- **THE EXERCISE**
Reproduce this listing in full.

··· MATERIALS PROVIDED ···

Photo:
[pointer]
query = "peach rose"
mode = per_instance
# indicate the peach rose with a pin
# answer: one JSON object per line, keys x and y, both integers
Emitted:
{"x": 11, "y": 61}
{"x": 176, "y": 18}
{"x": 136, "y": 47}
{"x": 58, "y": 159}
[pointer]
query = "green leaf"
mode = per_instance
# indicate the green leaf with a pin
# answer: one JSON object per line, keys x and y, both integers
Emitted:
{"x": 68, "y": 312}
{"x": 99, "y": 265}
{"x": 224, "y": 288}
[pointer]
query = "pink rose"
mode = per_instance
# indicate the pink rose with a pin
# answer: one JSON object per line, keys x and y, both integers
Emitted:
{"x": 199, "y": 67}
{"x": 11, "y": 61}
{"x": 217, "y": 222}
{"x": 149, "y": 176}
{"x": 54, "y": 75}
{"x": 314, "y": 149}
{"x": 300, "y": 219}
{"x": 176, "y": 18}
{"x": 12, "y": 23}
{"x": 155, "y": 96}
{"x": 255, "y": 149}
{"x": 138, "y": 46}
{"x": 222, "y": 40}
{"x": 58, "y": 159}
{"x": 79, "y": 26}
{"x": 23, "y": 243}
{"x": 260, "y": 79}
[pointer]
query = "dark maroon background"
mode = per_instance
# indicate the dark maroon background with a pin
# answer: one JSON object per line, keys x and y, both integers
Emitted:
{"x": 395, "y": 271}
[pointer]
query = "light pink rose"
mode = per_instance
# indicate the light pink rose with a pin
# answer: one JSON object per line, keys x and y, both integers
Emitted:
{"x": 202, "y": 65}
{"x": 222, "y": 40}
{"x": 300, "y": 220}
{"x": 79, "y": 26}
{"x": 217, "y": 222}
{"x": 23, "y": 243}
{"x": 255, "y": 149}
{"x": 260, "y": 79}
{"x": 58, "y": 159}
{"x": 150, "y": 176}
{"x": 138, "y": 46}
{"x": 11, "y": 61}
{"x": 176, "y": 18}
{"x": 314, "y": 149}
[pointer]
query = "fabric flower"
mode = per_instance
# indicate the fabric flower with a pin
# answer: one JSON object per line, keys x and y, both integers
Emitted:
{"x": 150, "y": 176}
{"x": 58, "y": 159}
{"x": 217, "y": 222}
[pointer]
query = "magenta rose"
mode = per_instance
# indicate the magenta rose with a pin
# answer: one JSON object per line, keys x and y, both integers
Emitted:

···

- **RESULT**
Photo:
[pointer]
query = "peach rose"
mode = per_instance
# indicate the peach rose with a pin
# answer: one JSON object per line, keys x and y, both integers
Emitted:
{"x": 11, "y": 61}
{"x": 176, "y": 18}
{"x": 136, "y": 47}
{"x": 58, "y": 159}
[pointer]
query = "green leaf"
mode = per_instance
# indicate the green leaf with a pin
# answer: one JSON object per line, keys x and y, both integers
Emitted:
{"x": 68, "y": 312}
{"x": 99, "y": 265}
{"x": 224, "y": 288}
[pointer]
query = "pink rose"
mode = per_instance
# indicate the pink rose with a pin
# answer: one JSON object per line, keys x and y, both integers
Emitted:
{"x": 199, "y": 67}
{"x": 11, "y": 61}
{"x": 217, "y": 222}
{"x": 149, "y": 176}
{"x": 54, "y": 75}
{"x": 314, "y": 149}
{"x": 300, "y": 219}
{"x": 176, "y": 18}
{"x": 12, "y": 23}
{"x": 155, "y": 96}
{"x": 255, "y": 149}
{"x": 138, "y": 46}
{"x": 222, "y": 40}
{"x": 58, "y": 159}
{"x": 79, "y": 26}
{"x": 23, "y": 243}
{"x": 260, "y": 79}
[pointer]
query = "dark maroon background"
mode = per_instance
# indicate the dark maroon background with a pin
# answer: one JSON object per line, keys x and y, both integers
Emitted:
{"x": 395, "y": 271}
[pointer]
query = "light pink rose"
mode = per_instance
# indicate the light pink rose with a pin
# answer: one JSON object per line, keys x and y, both integers
Emitted:
{"x": 202, "y": 65}
{"x": 222, "y": 40}
{"x": 300, "y": 220}
{"x": 79, "y": 26}
{"x": 217, "y": 222}
{"x": 23, "y": 243}
{"x": 255, "y": 149}
{"x": 260, "y": 79}
{"x": 58, "y": 159}
{"x": 150, "y": 176}
{"x": 138, "y": 46}
{"x": 11, "y": 61}
{"x": 176, "y": 18}
{"x": 314, "y": 149}
[pointer]
query = "fabric flower"
mode = per_instance
# indicate the fabric flower with a pin
# answer: one JSON object per line, keys x and y, both integers
Emitted:
{"x": 150, "y": 176}
{"x": 58, "y": 159}
{"x": 217, "y": 222}
[pointer]
query = "magenta rose"
mode = per_instance
# indicate the magenta rose with a pin
# answer: one JSON object per line, keys x and y, both integers
Emitted:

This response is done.